Task item
For the material below, return exactly the lines starting at the one holding "Labeling rule: each instance of the giraffe" and ending at the one holding "Labeling rule: each instance of the cloud", counting both as part of the range.
== Extracted material
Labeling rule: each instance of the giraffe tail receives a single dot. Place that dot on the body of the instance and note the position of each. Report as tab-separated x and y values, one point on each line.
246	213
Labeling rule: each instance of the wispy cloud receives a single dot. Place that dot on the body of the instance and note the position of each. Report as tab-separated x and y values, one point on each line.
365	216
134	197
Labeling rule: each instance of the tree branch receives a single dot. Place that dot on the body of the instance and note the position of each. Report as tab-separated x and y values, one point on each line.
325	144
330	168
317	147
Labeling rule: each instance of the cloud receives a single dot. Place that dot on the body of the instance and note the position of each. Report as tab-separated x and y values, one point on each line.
====
== Extracted material
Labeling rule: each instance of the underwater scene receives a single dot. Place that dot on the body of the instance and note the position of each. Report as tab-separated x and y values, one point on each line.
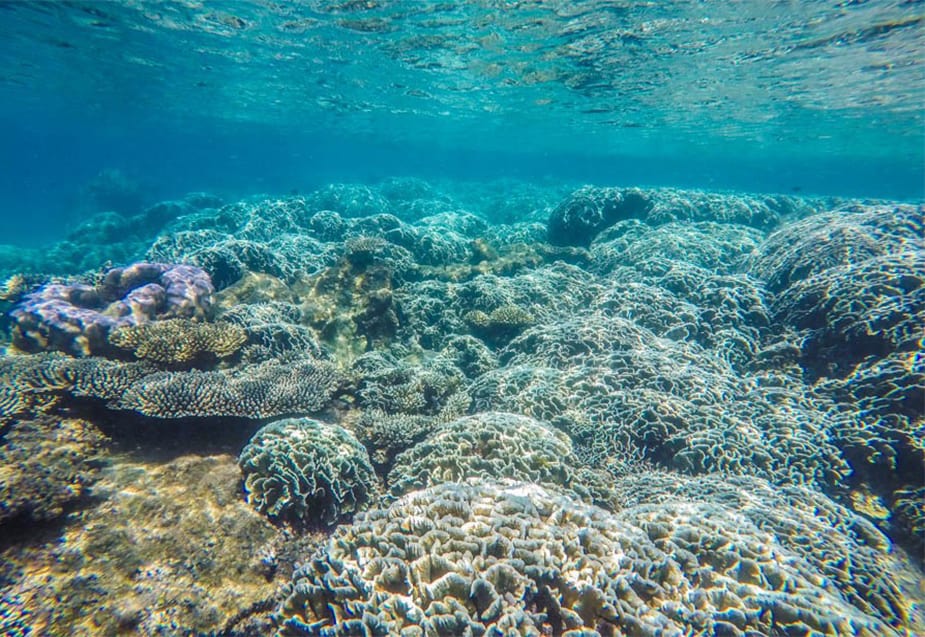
====
Exercise answer
Labeling rule: each instance of the giraffe tail receives a single dot. Place that dot on the body of the instance and note the position of each. Report as tab-separated x and y values, one point on each line.
246	213
Labeling rule: each instance of the wispy cloud receives a single dot. Place that dot on the body of the instance and note the position of each. Report as tab-separated x and y values, one point on each line.
365	216
134	197
Labeling rule: each instance of the tree branch receives a single dot. Place that dot on the body of the instance and note the position of each. Report as tab-separated x and y values, one point on each line.
325	144
330	168
317	147
Labeling rule: each instance of the cloud receives a single dot. Place that dot on the body of the instance and note the position of each. Report as tab-separated x and y values, one point on each line.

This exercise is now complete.